--- EXTRAIT FOURNI ---
☆ ☆ ☆ ☆ ☆ ☆ ☆
Sosthène, l’homme, famille en environnement

C’est vrai que je suis un jeune ambitieux mais je pense que la famille passe avant mes ambitions. Je suis plutôt famille d’abord même si mes ambitions sont et restent grandes pour le futur.

Quels sont vos rapports avec vos confrères Architectes Tchadiens ? êtes-vous inscrit dans l’ordre National des architectes du Tchad (ONAT)

Nous avons des rapports cordiaux. Nous essayons de faire avancer les choses ensemble pour que le métier soit ancré dans la tête de la population. Tout va bien.

Quels sont les projets sur lesquels vous êtes en train de travailler actuellement ?

Actuellement nous travaillons sur plusieurs projets. Nous sommes désormais 7 dans le cabinet et le nombre doit augmenter à 20 d’ici peu de temps. Nous travaillons sur des logements de type appartements, des restaurant, nous travaillons sur les maisons d’habitation, nous travaillons aussi sur des hôtels et des grands projets immobiliers. Nous avons un lycée et un orphelinat cette année.

Aujourd’hui nous écoutons souvent parler d’usage des matériaux locaux qui sont une alternative pour créer une architecture durable. Comment intégrez-vous les préoccupations environnementales dans vos projets ?

En Afrique on parle de ce problème juste parce que nous ne sommes pas un pays industrialisé. On doit travailler les matériaux locaux et améliorer leurs conditions pour une durabilité dans les projets.
☆ ☆ ☆ ☆ ☆ ☆ ☆
--- DONNÉES FOURNIES ---
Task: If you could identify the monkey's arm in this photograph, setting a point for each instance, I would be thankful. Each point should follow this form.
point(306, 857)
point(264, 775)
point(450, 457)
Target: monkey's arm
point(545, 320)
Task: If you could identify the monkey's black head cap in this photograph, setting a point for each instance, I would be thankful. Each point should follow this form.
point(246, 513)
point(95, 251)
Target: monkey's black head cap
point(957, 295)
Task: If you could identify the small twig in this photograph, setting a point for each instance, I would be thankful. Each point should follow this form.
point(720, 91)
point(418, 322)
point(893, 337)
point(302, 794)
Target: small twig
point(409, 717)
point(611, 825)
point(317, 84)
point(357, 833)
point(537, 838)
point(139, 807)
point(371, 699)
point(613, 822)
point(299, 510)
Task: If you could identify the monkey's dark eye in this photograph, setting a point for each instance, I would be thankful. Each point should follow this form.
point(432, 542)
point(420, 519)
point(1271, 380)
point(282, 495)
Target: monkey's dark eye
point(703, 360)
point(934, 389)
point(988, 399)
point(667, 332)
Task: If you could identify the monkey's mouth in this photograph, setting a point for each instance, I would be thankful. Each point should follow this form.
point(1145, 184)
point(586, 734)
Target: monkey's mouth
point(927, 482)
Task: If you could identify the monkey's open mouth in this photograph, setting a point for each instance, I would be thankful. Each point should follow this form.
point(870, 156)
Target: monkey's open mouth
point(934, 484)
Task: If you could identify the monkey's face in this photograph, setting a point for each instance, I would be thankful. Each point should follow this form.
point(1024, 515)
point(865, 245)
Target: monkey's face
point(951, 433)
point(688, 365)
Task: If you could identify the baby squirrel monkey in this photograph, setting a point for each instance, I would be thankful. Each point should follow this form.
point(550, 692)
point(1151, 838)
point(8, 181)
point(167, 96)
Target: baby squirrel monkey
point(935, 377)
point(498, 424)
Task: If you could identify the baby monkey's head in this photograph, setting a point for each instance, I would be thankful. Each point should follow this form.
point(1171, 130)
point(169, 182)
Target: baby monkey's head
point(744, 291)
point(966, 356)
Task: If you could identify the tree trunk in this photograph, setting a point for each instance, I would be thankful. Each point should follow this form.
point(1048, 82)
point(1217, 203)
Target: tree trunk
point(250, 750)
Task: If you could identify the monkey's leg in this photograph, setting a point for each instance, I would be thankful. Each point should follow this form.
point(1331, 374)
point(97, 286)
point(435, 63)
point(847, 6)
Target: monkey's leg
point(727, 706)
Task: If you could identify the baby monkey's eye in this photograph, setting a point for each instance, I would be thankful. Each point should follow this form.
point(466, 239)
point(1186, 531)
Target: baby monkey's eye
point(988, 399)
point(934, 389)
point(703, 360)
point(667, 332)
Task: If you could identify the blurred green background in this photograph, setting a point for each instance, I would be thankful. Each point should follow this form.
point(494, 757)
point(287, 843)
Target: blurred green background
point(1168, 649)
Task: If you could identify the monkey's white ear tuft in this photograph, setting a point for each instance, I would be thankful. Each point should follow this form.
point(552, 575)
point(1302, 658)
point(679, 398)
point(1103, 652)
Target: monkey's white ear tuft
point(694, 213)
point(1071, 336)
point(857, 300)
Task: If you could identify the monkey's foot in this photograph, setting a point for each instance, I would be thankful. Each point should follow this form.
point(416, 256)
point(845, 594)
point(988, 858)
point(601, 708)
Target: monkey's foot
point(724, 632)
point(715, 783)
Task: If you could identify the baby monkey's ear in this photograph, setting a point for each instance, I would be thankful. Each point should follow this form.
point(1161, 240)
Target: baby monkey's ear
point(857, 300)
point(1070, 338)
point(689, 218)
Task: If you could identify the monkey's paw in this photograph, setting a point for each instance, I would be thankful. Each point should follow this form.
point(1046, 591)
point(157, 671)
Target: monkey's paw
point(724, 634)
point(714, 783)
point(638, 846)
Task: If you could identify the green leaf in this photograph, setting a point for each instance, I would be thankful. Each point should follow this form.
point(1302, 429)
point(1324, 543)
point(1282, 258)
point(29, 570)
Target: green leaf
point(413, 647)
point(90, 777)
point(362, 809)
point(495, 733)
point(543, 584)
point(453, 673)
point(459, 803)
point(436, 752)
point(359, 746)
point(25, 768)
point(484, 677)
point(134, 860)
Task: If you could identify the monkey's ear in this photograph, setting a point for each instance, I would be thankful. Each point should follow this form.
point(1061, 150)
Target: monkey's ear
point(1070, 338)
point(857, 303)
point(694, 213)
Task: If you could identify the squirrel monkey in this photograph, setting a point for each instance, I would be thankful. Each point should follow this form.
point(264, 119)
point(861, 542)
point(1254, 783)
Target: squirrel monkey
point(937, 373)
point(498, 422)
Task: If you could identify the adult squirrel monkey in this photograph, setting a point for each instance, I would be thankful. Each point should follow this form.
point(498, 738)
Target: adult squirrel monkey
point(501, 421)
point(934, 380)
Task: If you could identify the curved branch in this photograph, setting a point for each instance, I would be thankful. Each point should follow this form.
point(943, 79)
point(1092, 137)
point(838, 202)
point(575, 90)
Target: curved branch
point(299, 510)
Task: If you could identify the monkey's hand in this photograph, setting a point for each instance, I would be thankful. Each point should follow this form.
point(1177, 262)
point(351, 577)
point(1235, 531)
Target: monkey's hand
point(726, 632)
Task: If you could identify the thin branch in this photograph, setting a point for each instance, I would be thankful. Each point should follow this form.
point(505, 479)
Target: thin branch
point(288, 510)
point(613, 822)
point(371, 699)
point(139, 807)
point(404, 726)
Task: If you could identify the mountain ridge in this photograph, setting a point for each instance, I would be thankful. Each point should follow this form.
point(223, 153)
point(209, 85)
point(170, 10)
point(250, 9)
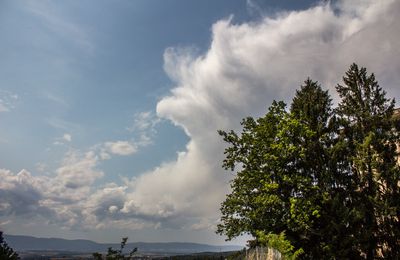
☆ ☆ ☆ ☆ ☆ ☆ ☆
--- TÂCHES ---
1. Énumérez toutes les lignes de la liste qui contiennent la chaîne « squirrel », en tenant compte de la casse.
2. Rédigez la suite de l'entretien sur l'architecture au Tchad, à partir de sa dernière phrase.

--- LISTE DES RÉPONSES ---
1.
Task: If you could identify the baby squirrel monkey in this photograph, setting a point for each instance, I would be thankful. Each point should follow this form.
Target: baby squirrel monkey
Task: If you could identify the squirrel monkey in this photograph, setting a point for each instance, I would be thankful. Each point should follow this form.
Target: squirrel monkey
Task: If you could identify the adult squirrel monkey in this photograph, setting a point for each instance, I would be thankful. Each point should follow this form.
Target: adult squirrel monkey

2.
Nous avons déjà l’architecte Francis Kéré (premier Architecte Noir à obtenir le prix Nobel de l’Architecture) avec ces projets expérimentaux. Il nous faut des laboratoires qui nous aideront à comprendre la composante de ces matériaux. Comment les améliorer ? comment les adapter ? etc…

Quels sont les autres Architectes au monde que vous admirez, Avez-vous un modèle dans le métier ?

J’ai une admiration pour plusieurs Architectes au monde. Nous avons : Imhotep (Génie de l’Egypte antique), frank lloyd, Le Corbusier, Kenzo Tangue. Mais j’ai encore l’admiration pour ces trois architectes : Koffi et Diabaté (Côte d’ivoire): ils nous démontrent la force de la collaboration. Que les Africains peuvent se réunir et travailler ensemble et bâtir des structures puissantes. Pierre Goudiaby Atepa (Sénégal) : pour son sens d’affaire. C’est un Architecte brillant et qui a un grand sens dans le monde des affaires.

David Adjaye (Ghana) : J’ai une grande admiration pour lui et je pense un jour le rencontrer. Il est un symbole d’une diaspora qui ose.

Francis Kéré (Burkina) :  un symbole de la persévérance, son histoire te fait savoir que tout rêve est permis tant que nous sommes encore en vie. Il a commencé les études d’architecture tard malgré les difficultés rencontrées il est devenu un architecte de renom et le tout premier à avoir le prix Nobel de l’architecture. Il vient d’un background pauvre comme moi et je m’identifie beaucoup à lui depuis plus de 7 ans avant même qu’il ne devienne aussi célèbre.

Que pensez-vous de l’architecture Africaine ? Les défis de l’architecture Africaine et comment les relever ?

Je pense que nous les africains devront valoriser nos symboles africains et les insérer dans nos conceptions. Il y a un travail de fond à faire. Nos gouvernements doivent aussi faire confiance à nos architectes. Nos cultures doivent retentir dans nos conceptions. C’est ce que je vais commencer à faire dans les années à venir sur mes projets.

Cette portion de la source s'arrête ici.